*Problem description*.
Transcribe only what runs from the line including "column 118, row 308" through the last line of the entries, exactly as it appears.

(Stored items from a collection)
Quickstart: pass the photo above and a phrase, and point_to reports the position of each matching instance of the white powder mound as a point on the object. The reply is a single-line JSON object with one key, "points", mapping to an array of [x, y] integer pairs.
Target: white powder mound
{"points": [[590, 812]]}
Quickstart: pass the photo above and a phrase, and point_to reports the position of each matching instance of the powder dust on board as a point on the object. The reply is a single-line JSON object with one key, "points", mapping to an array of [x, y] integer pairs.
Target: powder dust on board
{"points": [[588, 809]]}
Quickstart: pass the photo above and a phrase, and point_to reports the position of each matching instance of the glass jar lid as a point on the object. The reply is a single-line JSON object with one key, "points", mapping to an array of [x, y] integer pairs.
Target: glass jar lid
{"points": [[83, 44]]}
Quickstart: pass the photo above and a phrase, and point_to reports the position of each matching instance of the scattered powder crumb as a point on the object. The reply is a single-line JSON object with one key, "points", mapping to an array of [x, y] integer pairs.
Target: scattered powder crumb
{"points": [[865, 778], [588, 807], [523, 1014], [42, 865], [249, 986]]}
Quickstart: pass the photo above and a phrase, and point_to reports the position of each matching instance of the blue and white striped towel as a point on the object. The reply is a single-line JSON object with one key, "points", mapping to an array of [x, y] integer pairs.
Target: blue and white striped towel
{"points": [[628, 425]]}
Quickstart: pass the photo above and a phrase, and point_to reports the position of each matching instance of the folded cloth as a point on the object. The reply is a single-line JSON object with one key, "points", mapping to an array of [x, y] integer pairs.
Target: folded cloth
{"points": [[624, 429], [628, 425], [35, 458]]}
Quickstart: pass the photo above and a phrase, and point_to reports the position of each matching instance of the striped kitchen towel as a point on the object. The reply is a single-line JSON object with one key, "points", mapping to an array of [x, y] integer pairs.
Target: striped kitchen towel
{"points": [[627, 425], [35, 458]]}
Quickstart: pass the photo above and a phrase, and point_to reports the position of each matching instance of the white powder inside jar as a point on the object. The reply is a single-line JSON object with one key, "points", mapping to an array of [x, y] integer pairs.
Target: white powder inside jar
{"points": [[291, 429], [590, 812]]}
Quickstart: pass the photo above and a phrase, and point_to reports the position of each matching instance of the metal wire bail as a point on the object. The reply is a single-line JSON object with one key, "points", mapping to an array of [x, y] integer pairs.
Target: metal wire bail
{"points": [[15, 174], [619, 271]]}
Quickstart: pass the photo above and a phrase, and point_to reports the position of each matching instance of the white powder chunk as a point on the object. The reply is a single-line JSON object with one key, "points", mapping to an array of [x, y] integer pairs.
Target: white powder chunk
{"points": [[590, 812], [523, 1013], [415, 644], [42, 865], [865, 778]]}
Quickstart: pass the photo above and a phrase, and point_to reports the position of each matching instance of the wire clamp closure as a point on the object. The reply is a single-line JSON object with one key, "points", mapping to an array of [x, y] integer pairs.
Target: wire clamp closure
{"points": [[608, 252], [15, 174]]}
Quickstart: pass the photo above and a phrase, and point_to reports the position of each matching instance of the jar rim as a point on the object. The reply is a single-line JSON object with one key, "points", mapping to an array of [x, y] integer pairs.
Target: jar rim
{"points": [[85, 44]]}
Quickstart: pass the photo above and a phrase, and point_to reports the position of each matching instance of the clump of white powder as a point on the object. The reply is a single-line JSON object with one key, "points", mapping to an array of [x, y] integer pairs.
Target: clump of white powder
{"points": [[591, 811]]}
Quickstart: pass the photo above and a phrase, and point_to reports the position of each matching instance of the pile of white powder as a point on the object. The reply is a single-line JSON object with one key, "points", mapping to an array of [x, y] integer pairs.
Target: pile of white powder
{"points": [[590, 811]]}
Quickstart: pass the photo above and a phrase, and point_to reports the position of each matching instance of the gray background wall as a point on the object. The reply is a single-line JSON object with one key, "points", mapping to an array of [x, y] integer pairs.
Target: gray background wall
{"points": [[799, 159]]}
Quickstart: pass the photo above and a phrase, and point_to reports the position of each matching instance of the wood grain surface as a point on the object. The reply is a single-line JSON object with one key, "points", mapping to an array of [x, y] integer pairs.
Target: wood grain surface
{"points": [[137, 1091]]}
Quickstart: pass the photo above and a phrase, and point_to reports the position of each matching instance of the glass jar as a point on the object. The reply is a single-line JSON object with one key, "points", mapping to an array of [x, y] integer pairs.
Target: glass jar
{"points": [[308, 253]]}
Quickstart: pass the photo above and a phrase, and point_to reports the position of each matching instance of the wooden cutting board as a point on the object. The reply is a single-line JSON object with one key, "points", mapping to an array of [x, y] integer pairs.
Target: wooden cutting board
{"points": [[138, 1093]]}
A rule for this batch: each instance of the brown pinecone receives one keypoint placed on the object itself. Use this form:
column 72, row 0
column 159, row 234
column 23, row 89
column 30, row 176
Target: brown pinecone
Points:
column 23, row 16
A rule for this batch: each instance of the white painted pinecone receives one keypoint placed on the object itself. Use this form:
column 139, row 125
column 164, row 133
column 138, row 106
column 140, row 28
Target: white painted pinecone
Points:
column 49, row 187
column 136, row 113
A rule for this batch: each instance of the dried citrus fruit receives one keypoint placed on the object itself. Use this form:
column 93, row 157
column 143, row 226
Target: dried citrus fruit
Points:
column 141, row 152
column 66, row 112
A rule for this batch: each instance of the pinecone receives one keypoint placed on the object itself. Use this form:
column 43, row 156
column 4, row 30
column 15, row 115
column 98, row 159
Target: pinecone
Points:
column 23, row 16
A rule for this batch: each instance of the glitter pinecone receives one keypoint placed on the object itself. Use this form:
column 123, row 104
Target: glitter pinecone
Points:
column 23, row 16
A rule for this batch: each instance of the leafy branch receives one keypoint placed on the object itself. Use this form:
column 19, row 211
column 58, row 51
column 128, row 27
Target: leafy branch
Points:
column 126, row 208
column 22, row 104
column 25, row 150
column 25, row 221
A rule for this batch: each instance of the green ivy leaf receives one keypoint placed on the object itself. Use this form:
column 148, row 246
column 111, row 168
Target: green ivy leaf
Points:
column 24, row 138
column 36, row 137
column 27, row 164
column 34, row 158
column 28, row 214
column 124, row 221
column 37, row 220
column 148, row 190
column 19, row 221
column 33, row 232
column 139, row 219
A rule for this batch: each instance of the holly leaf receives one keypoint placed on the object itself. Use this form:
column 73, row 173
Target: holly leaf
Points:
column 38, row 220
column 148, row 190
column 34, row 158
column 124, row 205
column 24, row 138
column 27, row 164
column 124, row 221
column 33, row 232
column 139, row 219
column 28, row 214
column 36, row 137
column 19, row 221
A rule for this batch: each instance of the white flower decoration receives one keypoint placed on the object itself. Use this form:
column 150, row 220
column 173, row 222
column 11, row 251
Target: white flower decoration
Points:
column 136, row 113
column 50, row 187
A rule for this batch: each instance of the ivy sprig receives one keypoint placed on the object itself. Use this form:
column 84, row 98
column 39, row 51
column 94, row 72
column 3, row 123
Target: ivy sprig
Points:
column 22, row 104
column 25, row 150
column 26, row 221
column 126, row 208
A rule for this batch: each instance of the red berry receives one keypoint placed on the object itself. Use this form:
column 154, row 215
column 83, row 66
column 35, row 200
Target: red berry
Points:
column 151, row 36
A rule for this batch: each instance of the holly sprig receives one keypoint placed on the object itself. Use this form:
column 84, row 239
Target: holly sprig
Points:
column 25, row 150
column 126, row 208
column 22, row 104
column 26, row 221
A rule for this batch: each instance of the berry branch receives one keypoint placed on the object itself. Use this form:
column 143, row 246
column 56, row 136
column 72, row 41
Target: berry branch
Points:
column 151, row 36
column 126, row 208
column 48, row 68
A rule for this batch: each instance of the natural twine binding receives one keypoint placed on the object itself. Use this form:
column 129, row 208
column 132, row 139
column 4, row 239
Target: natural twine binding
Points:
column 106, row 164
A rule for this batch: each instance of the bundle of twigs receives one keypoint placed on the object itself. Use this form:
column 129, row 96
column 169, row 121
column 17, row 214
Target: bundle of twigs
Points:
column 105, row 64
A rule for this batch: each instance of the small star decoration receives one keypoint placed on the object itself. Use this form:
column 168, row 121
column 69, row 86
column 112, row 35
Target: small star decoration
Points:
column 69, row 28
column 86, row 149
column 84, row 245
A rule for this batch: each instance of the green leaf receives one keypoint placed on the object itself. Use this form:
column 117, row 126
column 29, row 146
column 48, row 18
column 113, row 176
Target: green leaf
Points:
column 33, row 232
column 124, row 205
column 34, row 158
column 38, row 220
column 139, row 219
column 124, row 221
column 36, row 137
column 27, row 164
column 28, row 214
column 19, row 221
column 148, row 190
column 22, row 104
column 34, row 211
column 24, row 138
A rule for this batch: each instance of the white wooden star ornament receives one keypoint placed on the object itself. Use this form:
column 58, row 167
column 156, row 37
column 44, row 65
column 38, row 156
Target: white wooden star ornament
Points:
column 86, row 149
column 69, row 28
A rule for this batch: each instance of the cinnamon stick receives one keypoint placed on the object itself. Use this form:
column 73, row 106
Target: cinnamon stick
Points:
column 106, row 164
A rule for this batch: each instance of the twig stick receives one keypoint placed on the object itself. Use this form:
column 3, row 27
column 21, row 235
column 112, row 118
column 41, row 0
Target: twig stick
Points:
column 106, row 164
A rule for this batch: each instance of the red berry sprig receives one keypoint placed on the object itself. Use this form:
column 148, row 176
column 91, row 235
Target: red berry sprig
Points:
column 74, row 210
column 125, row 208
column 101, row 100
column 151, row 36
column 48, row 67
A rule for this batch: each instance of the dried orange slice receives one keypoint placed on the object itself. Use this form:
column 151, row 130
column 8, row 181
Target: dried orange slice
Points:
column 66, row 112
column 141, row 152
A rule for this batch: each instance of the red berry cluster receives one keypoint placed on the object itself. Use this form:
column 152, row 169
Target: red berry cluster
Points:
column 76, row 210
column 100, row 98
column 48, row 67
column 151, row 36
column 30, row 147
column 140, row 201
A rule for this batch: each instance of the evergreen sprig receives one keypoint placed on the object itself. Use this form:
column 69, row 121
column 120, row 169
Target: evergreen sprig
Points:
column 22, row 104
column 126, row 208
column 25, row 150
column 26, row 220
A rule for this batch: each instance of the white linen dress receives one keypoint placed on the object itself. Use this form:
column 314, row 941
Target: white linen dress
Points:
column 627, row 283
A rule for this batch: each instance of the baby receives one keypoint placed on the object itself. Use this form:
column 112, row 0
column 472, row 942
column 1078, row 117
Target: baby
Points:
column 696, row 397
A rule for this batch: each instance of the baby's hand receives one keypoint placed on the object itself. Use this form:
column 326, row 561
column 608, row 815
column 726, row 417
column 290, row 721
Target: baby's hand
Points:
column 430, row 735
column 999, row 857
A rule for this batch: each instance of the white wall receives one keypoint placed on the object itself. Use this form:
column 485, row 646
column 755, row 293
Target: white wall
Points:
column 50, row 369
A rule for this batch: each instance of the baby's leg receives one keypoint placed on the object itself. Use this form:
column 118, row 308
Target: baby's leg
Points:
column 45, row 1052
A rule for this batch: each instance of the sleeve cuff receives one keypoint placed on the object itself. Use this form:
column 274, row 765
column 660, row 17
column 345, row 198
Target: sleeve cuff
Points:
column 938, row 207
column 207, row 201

*Solution to the problem*.
column 118, row 308
Target: baby's leg
Points:
column 45, row 1052
A rule for this batch: each instance of the sleeve cuff receives one keypoint placed on the object itself. Use this form:
column 274, row 765
column 660, row 17
column 345, row 198
Target: sleeve cuff
Points:
column 938, row 207
column 207, row 201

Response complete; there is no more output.